:: TEXT PROVIDED ::
BEGIN

Sunday, October 30, 2005

Sunday Inspiration

Sunday Inspiration is a weekly occurence inspired by Michel Dudok de Wit's masterclass where he talked about creativity. Going to a museum is one of the things you can do to get those creative synapses a firing. Today's sermon is about that big spider outside of the National Gallery in Ottawa. I don't know how many people that attended the OIAF this year took the time to find out about the sculpture that makes you feel like Frodo when standing beneath it. The title of the piece is Maman and the artist is Louis Bourgois. You can get an audio guide of the sculpture and some cool video clips here. Louis Bourgois has had an artistic career spanning decades and has been at the front of every major art movement of the 20th century. She deals with themes of identity, sexuality, memory and death in her work. A fascinating artist not just on her art but on the life she has led and the creative influence she has exerted on the world of art.
I know it can be hard to penetrate the academic 'artspeak' world but just remember that you can take as much as you want out of it. Both use the same visual language when creating the art. So whether, it is the subject matter,the materials used or the effect that the piece has, all of them can be used as springboards for your own creation. As for example, imagine the giant bronze spider coming alive out of its cement moorings only to find itself being attacked by the War Memorial statues near by. Or one could explore the theme of fear and vulnerability. My point is there are limitless possibilities. This modern day concept of the artist going into seclusion to create some magnum opus is a fallacy! The more things you expose yourself to the less likely you will be trying to re-invent the wheel. I hope this helps as I know the digital tools take alot of time away from students let alone trying to find one's creative voice.

END

:: INFORMATION SUPPLIED ::
BEGIN

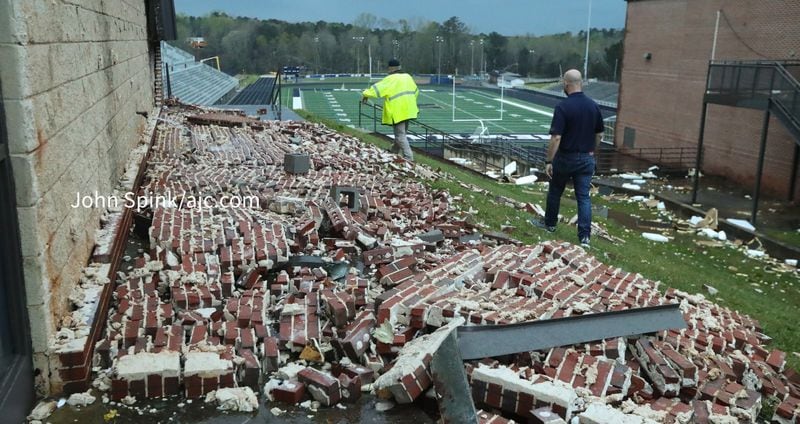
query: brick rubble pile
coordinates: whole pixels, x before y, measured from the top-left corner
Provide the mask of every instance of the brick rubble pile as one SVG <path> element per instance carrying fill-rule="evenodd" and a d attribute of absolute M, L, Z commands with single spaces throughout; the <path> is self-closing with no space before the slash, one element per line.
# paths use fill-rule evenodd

END

:: REQUEST A ::
Answer these questions using the blog post about the spider sculpture:
(i) Whose masterclass inspired the weekly Sunday Inspiration feature?
(ii) Which building does the big spider stand outside of?
(iii) In the imagined scene, which nearby statues attack the spider?
:: REQUEST B ::
Carry on the blog post about the spider sculpture, starting right after its final sentence.

:: WRITTEN RESPONSE A ::
(i) Michel Dudok de Wit's
(ii) The National Gallery in Ottawa
(iii) The War Memorial statues

:: WRITTEN RESPONSE B ::
Done with the diatribe.
For a daily dose of inspiration go to YourDailyArt.

What Seas What Shores

This is in collaberation with Sunday Inspiration. Music is a constant source of ideas for me and a local band that gives me sonic inspiration is What Seas What Shores! They will kill you! I mean it they will wait until you are asleep and they will eat your soul. That's my soul above after I heard them play on friday. Great set, Kev!

Saturday, October 29, 2005

Waterloo Festival for Animated Cinema







There has been a small but cool animation festival happening in Waterloo for the past five years now.
The WFAC05
(November 17-20th) is showing some of the hottest feature films playing the festival circuit this year.
The one I am looking forward to seeing is
Mind Game by Yuasa Masaaki. Here is a good write up about it here.
They will also be showing The District! which has won at both Annecy and Ottawa this year, Frank and Wendy, Strings, Alosha Popovich I Tugarin Zmey and Terkel i Knibe.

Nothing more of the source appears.